Start of Excerpt
The Ayrview Acres Utica Shale drilling operation on state Route 30 towers over the rural stretches of Columbiana County’s West Township.

Propped up a few hundred feet above ground level, the five-acre drilling pad is accessible from an inclining, winding driveway that stretches a few hundred feet from the road.

On an unseasonably warm March afternoon, between 10 and 15 workers — from states such as Texas and Minnesota, judging by the on-site license plates — work sporadically stuffing approximately 12,000 feet of pipe through 20 or so underground formations until it reaches the Utica Shale, a formation about 7,000 feet beneath the earth’s surface rich in dry gas, wet gas and oil.

After reaching the intended vertical depth using an air-drilling process, the workers will pull the long drill pipe back from the ground and refit the pipe with a drill bit that can be shifted a few degrees horizontally from thousands of feet below the ground.

These are the initial stages of a Utica Shale well, which takes months of preparation, execution and perfection, along with about $7 million to $9 million, before any natural resource extraction takes place.
End of Excerpt
• Written request
Decide whether each statement agrees with the Utica Shale drilling excerpt: (a) the drilling pad covers five acres; (b) the Utica Shale lies about 12,000 feet beneath the earth's surface; (c) the workers reach the intended vertical depth with a water-drilling process. Answer yes or no for each, and quote the deciding words from the excerpt.
Start of Dataset
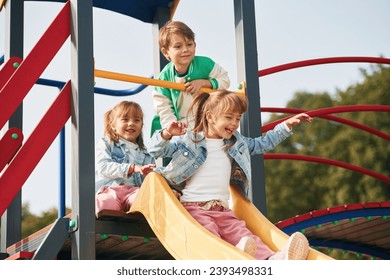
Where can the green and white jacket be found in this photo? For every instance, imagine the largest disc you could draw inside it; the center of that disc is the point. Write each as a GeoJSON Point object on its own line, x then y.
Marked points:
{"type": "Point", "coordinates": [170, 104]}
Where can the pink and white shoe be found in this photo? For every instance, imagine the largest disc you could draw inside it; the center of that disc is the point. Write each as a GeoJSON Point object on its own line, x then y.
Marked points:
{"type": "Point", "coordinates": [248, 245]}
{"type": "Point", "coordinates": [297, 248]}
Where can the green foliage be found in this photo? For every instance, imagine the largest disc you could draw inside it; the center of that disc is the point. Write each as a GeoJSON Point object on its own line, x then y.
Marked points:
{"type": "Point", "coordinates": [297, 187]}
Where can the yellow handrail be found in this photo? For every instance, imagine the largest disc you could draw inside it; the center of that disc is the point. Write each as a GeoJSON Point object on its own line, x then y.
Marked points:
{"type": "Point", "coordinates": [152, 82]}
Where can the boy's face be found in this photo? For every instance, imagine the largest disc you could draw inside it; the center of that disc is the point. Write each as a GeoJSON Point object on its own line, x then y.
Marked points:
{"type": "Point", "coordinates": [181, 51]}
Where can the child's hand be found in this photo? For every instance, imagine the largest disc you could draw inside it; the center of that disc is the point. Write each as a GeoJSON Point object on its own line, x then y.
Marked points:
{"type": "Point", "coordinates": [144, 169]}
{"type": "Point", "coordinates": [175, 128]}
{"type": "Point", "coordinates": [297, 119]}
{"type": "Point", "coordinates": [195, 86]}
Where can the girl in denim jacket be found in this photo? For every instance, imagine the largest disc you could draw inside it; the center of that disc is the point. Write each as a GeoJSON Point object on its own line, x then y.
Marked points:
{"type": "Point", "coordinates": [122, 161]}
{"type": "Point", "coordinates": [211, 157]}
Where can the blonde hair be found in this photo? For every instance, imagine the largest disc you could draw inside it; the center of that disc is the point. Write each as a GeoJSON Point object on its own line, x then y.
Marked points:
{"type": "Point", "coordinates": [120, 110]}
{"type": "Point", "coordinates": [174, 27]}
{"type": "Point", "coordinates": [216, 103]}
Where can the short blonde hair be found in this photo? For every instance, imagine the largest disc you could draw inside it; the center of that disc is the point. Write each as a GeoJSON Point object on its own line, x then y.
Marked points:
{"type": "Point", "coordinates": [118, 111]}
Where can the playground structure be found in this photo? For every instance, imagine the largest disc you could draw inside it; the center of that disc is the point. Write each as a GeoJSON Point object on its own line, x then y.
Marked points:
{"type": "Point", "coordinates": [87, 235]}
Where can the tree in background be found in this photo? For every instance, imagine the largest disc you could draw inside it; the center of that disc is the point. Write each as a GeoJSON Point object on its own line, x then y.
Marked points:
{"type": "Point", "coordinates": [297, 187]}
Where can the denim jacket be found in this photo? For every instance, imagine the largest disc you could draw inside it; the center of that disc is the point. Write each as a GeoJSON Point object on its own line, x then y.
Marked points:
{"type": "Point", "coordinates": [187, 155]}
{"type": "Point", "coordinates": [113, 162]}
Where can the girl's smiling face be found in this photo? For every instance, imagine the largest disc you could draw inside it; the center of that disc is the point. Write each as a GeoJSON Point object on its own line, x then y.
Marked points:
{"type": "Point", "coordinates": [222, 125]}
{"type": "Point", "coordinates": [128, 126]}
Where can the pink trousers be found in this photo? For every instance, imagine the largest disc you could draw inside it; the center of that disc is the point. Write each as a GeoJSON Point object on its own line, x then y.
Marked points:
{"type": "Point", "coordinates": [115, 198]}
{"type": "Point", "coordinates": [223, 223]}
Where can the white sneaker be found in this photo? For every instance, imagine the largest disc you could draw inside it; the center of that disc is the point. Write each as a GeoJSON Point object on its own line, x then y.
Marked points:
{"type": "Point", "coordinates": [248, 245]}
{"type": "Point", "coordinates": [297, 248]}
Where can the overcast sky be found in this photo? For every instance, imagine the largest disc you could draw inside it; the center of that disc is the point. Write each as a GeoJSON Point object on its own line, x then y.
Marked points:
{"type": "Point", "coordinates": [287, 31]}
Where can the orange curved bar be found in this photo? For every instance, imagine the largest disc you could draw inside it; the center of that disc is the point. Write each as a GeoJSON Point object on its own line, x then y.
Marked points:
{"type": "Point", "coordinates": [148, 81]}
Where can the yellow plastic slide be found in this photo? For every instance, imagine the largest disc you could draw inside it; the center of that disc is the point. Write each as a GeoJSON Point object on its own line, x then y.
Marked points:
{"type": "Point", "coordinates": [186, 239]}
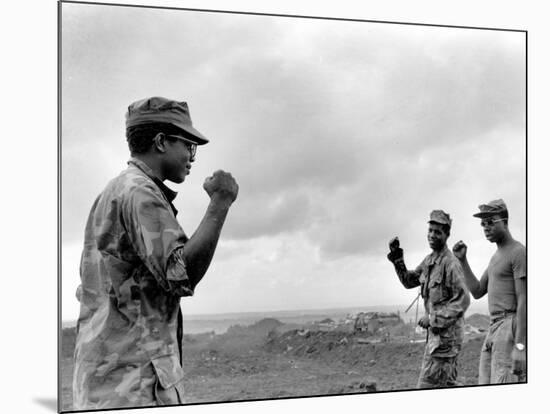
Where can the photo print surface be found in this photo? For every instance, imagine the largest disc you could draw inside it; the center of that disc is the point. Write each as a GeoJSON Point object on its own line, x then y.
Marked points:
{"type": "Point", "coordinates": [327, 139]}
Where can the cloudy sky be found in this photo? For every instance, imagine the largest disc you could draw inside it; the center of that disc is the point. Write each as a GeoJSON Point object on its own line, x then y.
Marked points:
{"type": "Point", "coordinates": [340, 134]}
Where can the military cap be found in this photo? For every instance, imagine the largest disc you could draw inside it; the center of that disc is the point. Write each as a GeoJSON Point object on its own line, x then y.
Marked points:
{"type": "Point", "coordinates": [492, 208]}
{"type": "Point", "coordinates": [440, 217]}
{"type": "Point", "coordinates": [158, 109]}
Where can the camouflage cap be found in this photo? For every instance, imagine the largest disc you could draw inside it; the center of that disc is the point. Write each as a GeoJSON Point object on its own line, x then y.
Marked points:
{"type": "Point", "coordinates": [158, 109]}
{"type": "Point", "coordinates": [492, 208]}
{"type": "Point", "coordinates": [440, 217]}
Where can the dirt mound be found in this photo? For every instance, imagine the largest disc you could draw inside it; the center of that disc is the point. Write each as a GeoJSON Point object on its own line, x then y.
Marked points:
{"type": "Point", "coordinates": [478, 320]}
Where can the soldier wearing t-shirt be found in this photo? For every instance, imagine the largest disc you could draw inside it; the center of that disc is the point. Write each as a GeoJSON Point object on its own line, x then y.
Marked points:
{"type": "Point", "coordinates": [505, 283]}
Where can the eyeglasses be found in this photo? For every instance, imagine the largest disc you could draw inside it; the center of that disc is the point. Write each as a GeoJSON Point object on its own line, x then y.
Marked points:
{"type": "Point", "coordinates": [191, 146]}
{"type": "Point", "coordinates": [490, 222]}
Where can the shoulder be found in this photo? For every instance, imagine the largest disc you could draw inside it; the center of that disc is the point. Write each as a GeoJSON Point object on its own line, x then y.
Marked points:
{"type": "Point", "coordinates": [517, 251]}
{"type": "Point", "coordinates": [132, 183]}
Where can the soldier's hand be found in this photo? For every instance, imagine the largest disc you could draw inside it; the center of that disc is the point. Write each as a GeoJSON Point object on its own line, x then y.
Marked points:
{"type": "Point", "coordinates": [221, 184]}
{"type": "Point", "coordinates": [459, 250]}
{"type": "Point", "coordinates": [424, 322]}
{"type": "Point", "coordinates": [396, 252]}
End of Dataset
• Worked answer
(a) Yes: "the five-acre drilling pad"
(b) No: "a formation about 7,000 feet beneath the earth’s surface"
(c) No: "using an air-drilling process"